[ÉNONCÉ DE LA TÂCHE]
Relevez chaque ligne des données qui contient le mot "tree" et recopiez-la.

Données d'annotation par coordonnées
#####
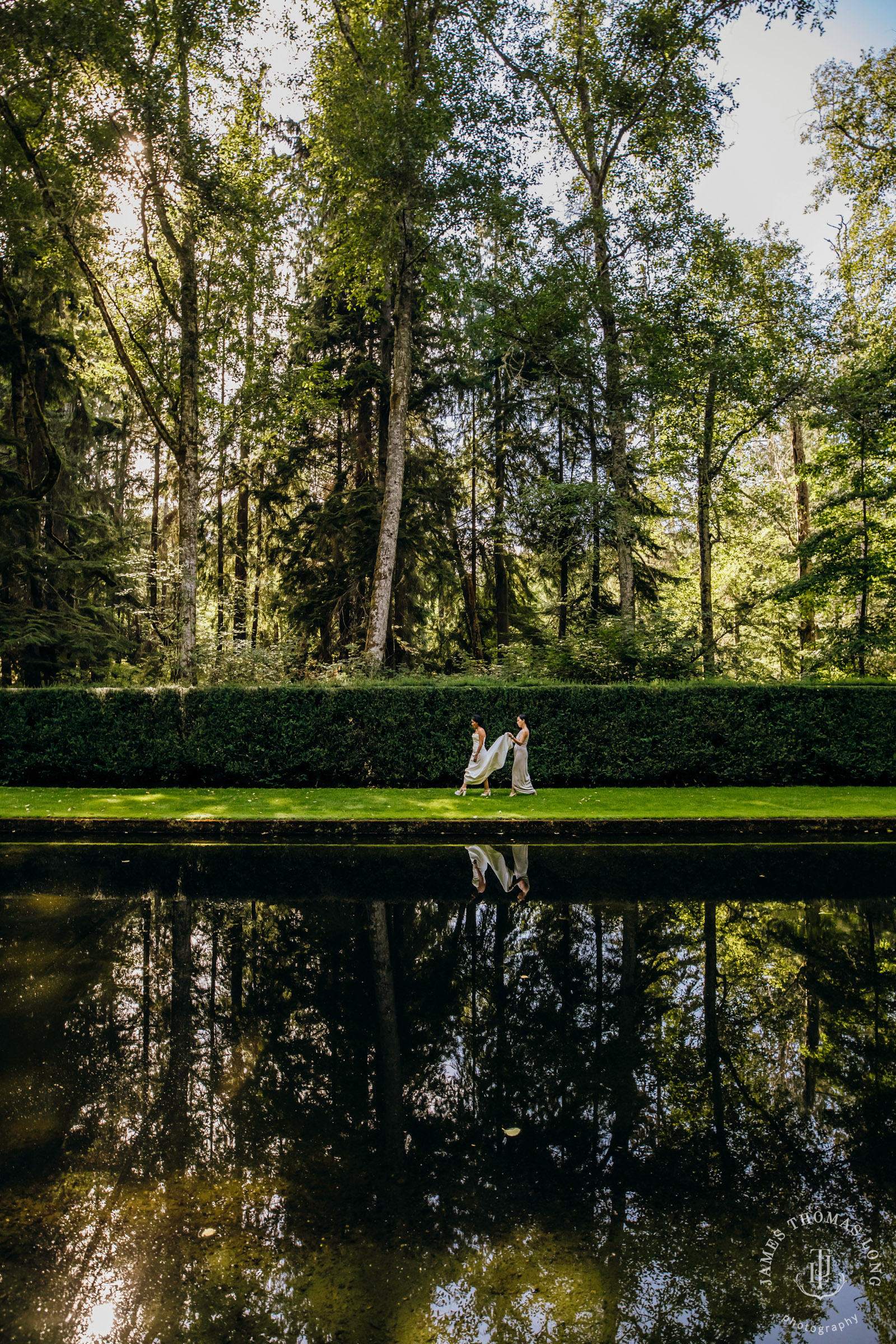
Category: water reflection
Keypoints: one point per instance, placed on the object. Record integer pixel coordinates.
(273, 1094)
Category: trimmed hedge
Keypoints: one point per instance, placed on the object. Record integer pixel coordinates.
(419, 736)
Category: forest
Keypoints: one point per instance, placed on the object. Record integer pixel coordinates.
(685, 1072)
(386, 339)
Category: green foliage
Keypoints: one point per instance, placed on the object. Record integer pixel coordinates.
(55, 736)
(419, 734)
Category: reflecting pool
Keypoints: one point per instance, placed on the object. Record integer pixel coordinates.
(457, 1094)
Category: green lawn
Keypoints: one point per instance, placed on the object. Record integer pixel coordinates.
(441, 804)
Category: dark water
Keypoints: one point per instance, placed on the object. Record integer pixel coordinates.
(274, 1093)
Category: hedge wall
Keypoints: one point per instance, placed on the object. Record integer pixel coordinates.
(419, 736)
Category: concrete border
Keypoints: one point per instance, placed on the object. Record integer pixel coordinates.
(367, 830)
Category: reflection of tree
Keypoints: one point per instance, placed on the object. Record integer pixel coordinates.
(627, 1228)
(390, 1054)
(176, 1109)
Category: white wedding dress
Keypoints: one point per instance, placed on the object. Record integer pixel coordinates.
(491, 760)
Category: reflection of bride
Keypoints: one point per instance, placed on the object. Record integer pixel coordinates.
(484, 857)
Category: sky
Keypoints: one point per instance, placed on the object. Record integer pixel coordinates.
(765, 171)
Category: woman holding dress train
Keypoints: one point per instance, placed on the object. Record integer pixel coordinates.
(483, 761)
(520, 781)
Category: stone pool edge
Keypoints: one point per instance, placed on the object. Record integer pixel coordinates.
(363, 828)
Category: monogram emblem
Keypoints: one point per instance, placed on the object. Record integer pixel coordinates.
(823, 1277)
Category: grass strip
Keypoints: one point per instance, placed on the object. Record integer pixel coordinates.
(441, 804)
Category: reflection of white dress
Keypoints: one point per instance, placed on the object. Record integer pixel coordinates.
(484, 857)
(489, 760)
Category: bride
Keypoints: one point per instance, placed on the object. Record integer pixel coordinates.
(483, 763)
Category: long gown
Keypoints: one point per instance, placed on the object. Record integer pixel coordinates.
(520, 781)
(484, 857)
(489, 760)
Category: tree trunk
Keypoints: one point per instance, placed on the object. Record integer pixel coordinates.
(241, 553)
(863, 597)
(476, 639)
(806, 601)
(614, 398)
(258, 557)
(501, 588)
(386, 382)
(385, 569)
(153, 530)
(564, 557)
(595, 514)
(220, 525)
(704, 529)
(469, 596)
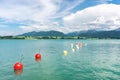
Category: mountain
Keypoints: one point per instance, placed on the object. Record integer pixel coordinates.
(89, 33)
(102, 34)
(43, 33)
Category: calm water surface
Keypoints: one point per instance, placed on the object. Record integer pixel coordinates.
(98, 60)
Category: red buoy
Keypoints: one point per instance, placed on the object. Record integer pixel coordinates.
(38, 56)
(18, 72)
(18, 66)
(38, 59)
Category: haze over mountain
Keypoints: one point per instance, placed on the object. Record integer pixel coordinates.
(22, 16)
(88, 33)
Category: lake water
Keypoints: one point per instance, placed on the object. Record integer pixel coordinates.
(98, 60)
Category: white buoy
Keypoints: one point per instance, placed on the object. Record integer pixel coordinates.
(71, 45)
(73, 49)
(65, 52)
(77, 46)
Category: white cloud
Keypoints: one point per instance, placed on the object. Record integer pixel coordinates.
(41, 13)
(100, 17)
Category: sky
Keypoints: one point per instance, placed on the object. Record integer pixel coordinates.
(21, 16)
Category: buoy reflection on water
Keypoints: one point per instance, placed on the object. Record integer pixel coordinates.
(18, 72)
(65, 52)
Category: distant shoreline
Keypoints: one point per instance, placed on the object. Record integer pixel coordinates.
(51, 37)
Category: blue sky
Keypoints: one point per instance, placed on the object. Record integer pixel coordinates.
(19, 16)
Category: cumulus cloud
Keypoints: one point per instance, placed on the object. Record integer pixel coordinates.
(36, 14)
(100, 17)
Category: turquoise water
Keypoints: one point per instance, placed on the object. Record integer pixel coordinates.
(98, 60)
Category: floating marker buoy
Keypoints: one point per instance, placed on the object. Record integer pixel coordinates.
(18, 72)
(18, 66)
(65, 52)
(73, 49)
(38, 56)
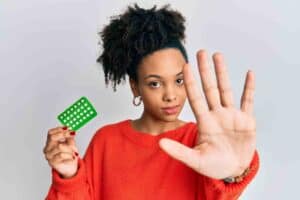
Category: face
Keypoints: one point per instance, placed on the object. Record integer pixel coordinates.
(160, 84)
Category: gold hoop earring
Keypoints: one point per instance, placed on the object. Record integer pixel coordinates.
(138, 103)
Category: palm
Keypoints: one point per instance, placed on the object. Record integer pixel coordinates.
(226, 139)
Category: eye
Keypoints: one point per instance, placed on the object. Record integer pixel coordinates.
(179, 81)
(154, 84)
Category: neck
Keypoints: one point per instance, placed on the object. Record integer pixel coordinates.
(155, 126)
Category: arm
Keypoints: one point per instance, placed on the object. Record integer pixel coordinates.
(81, 186)
(219, 190)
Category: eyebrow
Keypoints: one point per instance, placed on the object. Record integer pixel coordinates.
(157, 76)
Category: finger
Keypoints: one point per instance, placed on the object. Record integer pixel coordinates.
(208, 83)
(58, 136)
(195, 98)
(62, 157)
(225, 91)
(247, 100)
(72, 144)
(180, 152)
(59, 128)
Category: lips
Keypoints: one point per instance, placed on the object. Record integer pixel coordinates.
(171, 110)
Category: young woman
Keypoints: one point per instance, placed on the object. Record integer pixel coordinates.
(159, 156)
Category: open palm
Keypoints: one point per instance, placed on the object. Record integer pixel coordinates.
(226, 138)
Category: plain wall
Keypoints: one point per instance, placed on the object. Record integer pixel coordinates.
(48, 52)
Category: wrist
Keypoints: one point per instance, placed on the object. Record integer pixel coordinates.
(237, 179)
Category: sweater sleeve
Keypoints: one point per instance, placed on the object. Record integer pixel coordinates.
(219, 190)
(81, 186)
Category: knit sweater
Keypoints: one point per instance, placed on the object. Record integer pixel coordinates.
(122, 163)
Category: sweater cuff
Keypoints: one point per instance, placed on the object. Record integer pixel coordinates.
(221, 186)
(69, 184)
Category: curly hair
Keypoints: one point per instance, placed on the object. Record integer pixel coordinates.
(134, 34)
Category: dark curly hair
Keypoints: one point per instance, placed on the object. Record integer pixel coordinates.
(134, 34)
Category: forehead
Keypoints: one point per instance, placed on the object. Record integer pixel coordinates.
(165, 63)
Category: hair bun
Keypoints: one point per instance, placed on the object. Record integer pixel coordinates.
(132, 34)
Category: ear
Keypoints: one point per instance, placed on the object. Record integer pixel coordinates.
(134, 87)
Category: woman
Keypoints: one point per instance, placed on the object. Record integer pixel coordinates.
(159, 156)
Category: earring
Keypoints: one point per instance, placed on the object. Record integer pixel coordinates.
(138, 103)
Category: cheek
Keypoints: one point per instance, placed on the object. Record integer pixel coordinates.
(151, 98)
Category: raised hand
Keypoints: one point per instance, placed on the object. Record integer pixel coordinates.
(226, 135)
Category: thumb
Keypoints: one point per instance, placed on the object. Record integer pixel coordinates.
(180, 152)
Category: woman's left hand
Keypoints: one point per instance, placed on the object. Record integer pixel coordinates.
(226, 139)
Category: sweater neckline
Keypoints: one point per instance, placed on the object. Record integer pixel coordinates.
(146, 139)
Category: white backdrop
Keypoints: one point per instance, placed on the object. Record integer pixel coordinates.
(48, 52)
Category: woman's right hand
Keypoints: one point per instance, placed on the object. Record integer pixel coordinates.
(61, 151)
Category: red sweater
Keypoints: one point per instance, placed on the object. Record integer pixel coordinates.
(121, 163)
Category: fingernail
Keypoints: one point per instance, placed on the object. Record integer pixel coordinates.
(73, 133)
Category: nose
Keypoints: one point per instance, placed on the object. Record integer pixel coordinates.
(169, 94)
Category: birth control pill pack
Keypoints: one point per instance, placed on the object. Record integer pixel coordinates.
(78, 114)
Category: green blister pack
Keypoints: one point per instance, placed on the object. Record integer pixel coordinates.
(78, 114)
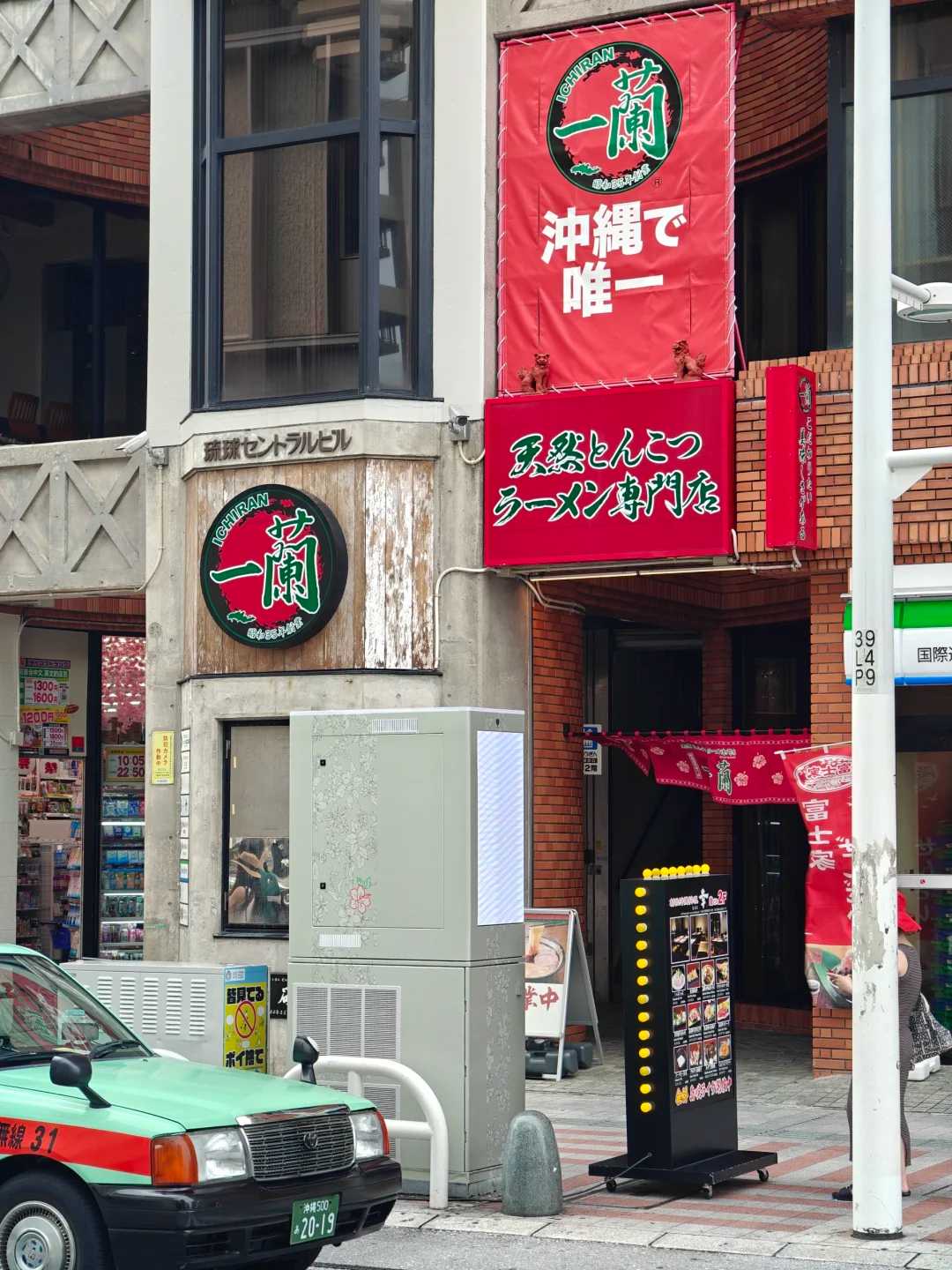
#####
[RÉPONSE COMPLÈTE]
Category: reflection of tree
Category: tree trunk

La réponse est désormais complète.